======== Supplied passage

Then they turn around and start going after conservatives. ... But I think what many people began to become disillusioned with, they said, "We thought the Republican establishment agreed with the grassroots conservatives." They tend to agree with the president of the United States more on immigration, more actually on Obamacare.

At the end of the day, the shutdown discussion in 2013 was, "Where is the establishment really at?" That was John Boehner's last attempt to say, "Hey, I'm really with you." And for about, what was it, 18 days, he said, "Yeah, I'm with you." But when the time [came] to pull the plug, that was the end of that debate.

... He saw the closing down of the government and the failure of it as a slap on the hand of the conservatives, folks like you. He saw it also as a way to move forward on immigration. That's the way it's been reported. Is that the way you see it?

================

* [Request] In the passage on the 2013 shutdown, for about how many days did John Boehner say he was with the conservatives?

======== Provided records

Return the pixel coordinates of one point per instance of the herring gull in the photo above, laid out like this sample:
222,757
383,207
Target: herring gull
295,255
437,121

================

* [Response] About 18 days.